*Instructions to follow*. Reproduce the entries below, swapping each "thin tree trunk" for "slender tree trunk" and changing nothing else.

*Source records*.
###
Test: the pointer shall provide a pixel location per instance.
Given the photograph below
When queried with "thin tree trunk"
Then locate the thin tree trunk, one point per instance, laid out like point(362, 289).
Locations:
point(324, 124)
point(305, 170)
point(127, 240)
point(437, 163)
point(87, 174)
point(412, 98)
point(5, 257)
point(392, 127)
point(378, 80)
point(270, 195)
###
*Reply*.
Test: the pointer shall provide a pixel location per instance.
Given the photograph below
When queried with "slender tree trunk"
Then locate the slender tree trunk, one point per instance, laid out like point(362, 289).
Locations:
point(324, 124)
point(305, 170)
point(127, 240)
point(437, 163)
point(87, 174)
point(412, 98)
point(5, 257)
point(392, 127)
point(378, 80)
point(270, 195)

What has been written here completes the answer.